Work task - Repeat exactly, and only, the lines of the material below from the one that contains "box: [465, 469, 514, 668]" through its final line.

Material for the task -
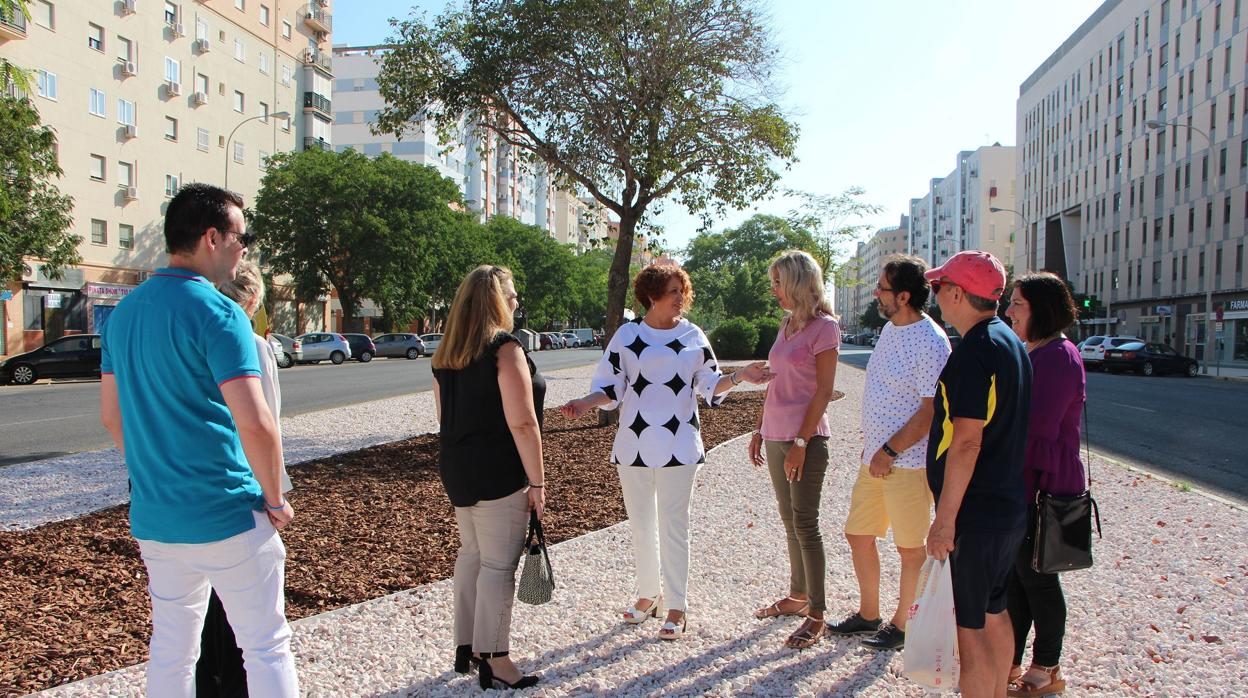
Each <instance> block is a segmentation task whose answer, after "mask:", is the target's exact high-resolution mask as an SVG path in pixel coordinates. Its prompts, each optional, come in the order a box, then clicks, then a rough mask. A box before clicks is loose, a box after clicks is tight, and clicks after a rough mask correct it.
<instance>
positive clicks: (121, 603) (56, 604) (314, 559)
mask: <svg viewBox="0 0 1248 698" xmlns="http://www.w3.org/2000/svg"><path fill="white" fill-rule="evenodd" d="M761 403H763V393H761V392H740V393H736V395H734V396H733V397H731V400H728V401H725V403H724V405H723V406H721V407H719V408H715V410H703V411H701V430H703V441H704V442H705V446H706V447H708V448H710V447H711V446H715V445H719V443H723V442H724V441H728V440H730V438H733V437H735V436H738V435H740V433H743V432H745V431H748V430H749V428H751V427H753V425H754V420H756V418H758V412H759V410H760V407H761ZM544 420H545V423H544V431H543V445H544V450H545V463H547V482H549V483H550V488H549V489H548V491H547V506H548V508H547V518H545V528H547V531H548V537H549V541H550V542H558V541H565V539H568V538H574V537H577V536H580V534H583V533H588V532H592V531H598V529H600V528H604V527H608V526H612V524H614V523H618V522H620V521H623V519H624V502H623V499H622V498H620V493H619V483H618V477H617V474H615V468H614V467H612V466H609V465H608V462H607V461H608V457H609V455H610V447H612V440H613V438H614V427H599V426H597V417H595V416H594V415H592V416H588V417H584V418H582V420H579V421H575V422H569V421H568V420H565V418H563V417H562V416H560V415H559V413H558V411H554V410H548V411H547V412H545V417H544ZM437 453H438V441H437V437H436V436H433V435H426V436H419V437H416V438H409V440H407V441H399V442H394V443H387V445H382V446H374V447H372V448H364V450H361V451H354V452H351V453H339V455H337V456H333V457H329V458H321V460H317V461H310V462H307V463H302V465H300V466H296V467H293V468H291V477H292V478H293V481H295V487H296V489H295V492H293V496H292V497H291V501H292V503H293V504H295V507H296V509H297V512H298V513H297V518H296V522H295V523H293V524H292V526H291V527H290V528H287V529H286V531H283V532H282V538H283V541H285V542H286V547H287V554H288V557H287V567H286V612H287V616H288V617H290V618H291V619H292V621H293V619H296V618H303V617H307V616H314V614H317V613H323V612H326V611H331V609H333V608H339V607H343V606H348V604H352V603H359V602H362V601H367V599H371V598H377V597H381V596H386V594H389V593H393V592H397V591H402V589H408V588H412V587H416V586H418V584H424V583H428V582H433V581H437V579H444V578H448V577H451V576H452V573H453V567H454V556H456V547H457V541H458V537H457V534H456V524H454V514H453V512H452V508H451V503H449V502H448V501H447V496H446V493H444V492H443V489H442V482H441V479H439V478H438V471H437ZM145 577H146V571H145V569H144V566H142V561H141V559H140V558H139V548H137V546H136V544H135V542H134V538H131V537H130V524H129V521H127V507H126V506H117V507H112V508H107V509H102V511H99V512H95V513H91V514H87V516H84V517H79V518H75V519H70V521H62V522H56V523H50V524H46V526H41V527H39V528H35V529H31V531H22V532H16V533H11V532H0V696H4V697H10V696H22V694H26V693H29V692H34V691H40V689H44V688H49V687H52V686H59V684H62V683H66V682H71V681H77V679H81V678H86V677H90V676H95V674H100V673H104V672H107V671H112V669H117V668H121V667H126V666H130V664H135V663H139V662H144V661H146V659H147V638H149V629H150V623H151V616H150V604H149V599H147V589H146V579H145Z"/></svg>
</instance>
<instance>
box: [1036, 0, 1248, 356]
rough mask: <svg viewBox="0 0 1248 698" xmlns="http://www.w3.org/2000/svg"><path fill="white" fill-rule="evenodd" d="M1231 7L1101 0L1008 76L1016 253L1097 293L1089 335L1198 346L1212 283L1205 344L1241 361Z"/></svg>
mask: <svg viewBox="0 0 1248 698" xmlns="http://www.w3.org/2000/svg"><path fill="white" fill-rule="evenodd" d="M1241 5H1242V4H1241V1H1239V0H1219V1H1214V0H1133V1H1123V0H1108V1H1106V2H1103V4H1102V5H1101V6H1099V7H1098V9H1097V10H1096V11H1094V12H1093V14H1092V16H1091V17H1088V20H1087V21H1085V22H1083V25H1082V26H1080V27H1078V29H1077V30H1076V31H1075V32H1073V34H1072V35H1071V36H1070V37H1068V39H1067V40H1066V41H1065V42H1063V44H1062V45H1061V46H1060V47H1058V49H1057V50H1056V51H1055V52H1053V54H1052V55H1051V56H1050V57H1048V60H1046V61H1045V62H1043V65H1041V66H1040V67H1037V69H1036V71H1035V72H1033V74H1032V75H1031V76H1030V77H1028V79H1027V80H1026V81H1023V82H1022V85H1021V86H1020V91H1018V107H1017V114H1018V117H1017V119H1018V120H1017V130H1018V144H1020V147H1021V149H1022V152H1021V157H1020V159H1018V181H1020V185H1021V187H1022V192H1021V205H1020V210H1021V211H1022V214H1023V216H1025V219H1026V222H1027V232H1026V235H1025V236H1023V240H1022V245H1020V246H1017V247H1016V266H1018V267H1022V268H1046V270H1050V271H1053V272H1056V273H1058V275H1062V276H1063V277H1066V278H1068V280H1070V281H1071V282H1072V283H1073V286H1075V290H1076V291H1077V292H1082V293H1088V295H1091V296H1094V297H1097V298H1098V300H1099V302H1101V303H1102V305H1103V306H1104V310H1106V312H1104V313H1103V315H1104V317H1101V318H1098V320H1096V321H1092V322H1091V323H1087V326H1086V327H1085V328H1083V330H1085V333H1103V332H1114V333H1123V335H1136V336H1139V337H1144V338H1146V340H1149V341H1162V342H1168V343H1171V345H1172V346H1174V347H1176V348H1178V350H1179V351H1183V352H1186V353H1188V355H1189V356H1194V357H1197V358H1203V356H1204V346H1206V335H1207V332H1206V322H1207V317H1206V313H1207V312H1209V311H1211V303H1209V301H1208V300H1207V297H1212V310H1213V311H1214V315H1217V310H1218V308H1219V307H1221V308H1222V312H1223V316H1224V317H1223V320H1224V322H1223V342H1222V346H1221V348H1219V351H1218V353H1217V357H1218V358H1219V360H1221V361H1223V362H1248V287H1246V278H1244V266H1243V263H1244V262H1243V257H1244V227H1246V217H1248V134H1246V131H1244V127H1243V121H1244V119H1246V117H1248V82H1246V61H1248V29H1246V26H1244V19H1243V14H1242V12H1243V10H1242V6H1241ZM1211 353H1212V352H1211ZM1211 358H1212V356H1211Z"/></svg>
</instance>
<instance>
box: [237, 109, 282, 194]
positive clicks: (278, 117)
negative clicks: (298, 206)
mask: <svg viewBox="0 0 1248 698" xmlns="http://www.w3.org/2000/svg"><path fill="white" fill-rule="evenodd" d="M290 117H291V112H288V111H275V112H272V114H258V115H256V116H248V117H247V119H243V120H242V121H240V122H238V124H237V125H236V126H235V127H233V130H232V131H230V137H228V139H226V182H225V187H226V189H230V161H231V160H233V152H231V150H230V145H231V144H232V142H233V135H235V134H236V132H238V126H242V125H243V124H246V122H248V121H255V120H257V119H290Z"/></svg>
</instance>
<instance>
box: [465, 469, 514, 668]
mask: <svg viewBox="0 0 1248 698" xmlns="http://www.w3.org/2000/svg"><path fill="white" fill-rule="evenodd" d="M528 491H529V488H528V487H524V488H522V489H519V491H517V492H515V493H514V494H508V496H507V497H503V498H502V499H489V501H480V502H477V503H475V504H473V506H470V507H456V522H457V523H458V524H459V556H458V557H457V558H456V578H454V598H456V627H454V634H456V644H457V646H458V644H472V648H473V651H474V652H507V651H508V649H509V638H510V634H512V606H513V603H514V602H515V568H517V566H518V564H519V562H520V552H522V551H523V548H524V536H525V534H527V533H528V526H529V497H528Z"/></svg>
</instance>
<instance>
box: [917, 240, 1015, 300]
mask: <svg viewBox="0 0 1248 698" xmlns="http://www.w3.org/2000/svg"><path fill="white" fill-rule="evenodd" d="M924 278H926V280H927V281H940V280H941V278H948V281H950V282H951V283H956V285H958V286H961V287H962V288H965V290H966V292H967V293H973V295H976V296H980V297H981V298H990V300H997V298H1000V297H1001V293H1003V292H1005V290H1006V267H1003V266H1002V265H1001V261H1000V260H997V258H996V257H993V256H992V255H990V253H987V252H985V251H982V250H966V251H965V252H958V253H956V255H953V256H952V257H950V258H948V260H947V261H946V262H945V263H942V265H941V266H938V267H936V268H932V270H927V272H926V273H924Z"/></svg>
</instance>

Task answer -
box: [465, 469, 514, 668]
mask: <svg viewBox="0 0 1248 698" xmlns="http://www.w3.org/2000/svg"><path fill="white" fill-rule="evenodd" d="M528 491H529V488H528V487H524V488H522V489H519V491H517V492H515V493H514V494H508V496H507V497H503V498H502V499H489V501H480V502H477V503H475V504H473V506H470V507H456V522H457V523H458V524H459V556H458V557H457V558H456V578H454V598H456V627H454V634H456V644H457V646H458V644H472V648H473V651H474V652H507V651H508V649H509V638H510V634H512V606H513V603H514V602H515V568H517V566H518V564H519V562H520V552H522V551H523V548H524V536H525V534H527V533H528V526H529V497H528Z"/></svg>
</instance>
<instance>
box: [917, 240, 1015, 300]
mask: <svg viewBox="0 0 1248 698" xmlns="http://www.w3.org/2000/svg"><path fill="white" fill-rule="evenodd" d="M924 278H926V280H927V281H940V280H941V278H948V281H950V282H951V283H956V285H958V286H961V287H962V288H965V290H966V292H967V293H973V295H976V296H980V297H981V298H990V300H997V298H1000V297H1001V293H1003V292H1005V290H1006V267H1003V266H1002V265H1001V261H1000V260H997V258H996V257H993V256H992V255H990V253H987V252H985V251H982V250H966V251H965V252H958V253H956V255H953V256H952V257H950V258H948V260H947V261H946V262H945V263H942V265H941V266H938V267H936V268H932V270H927V272H926V273H924Z"/></svg>
</instance>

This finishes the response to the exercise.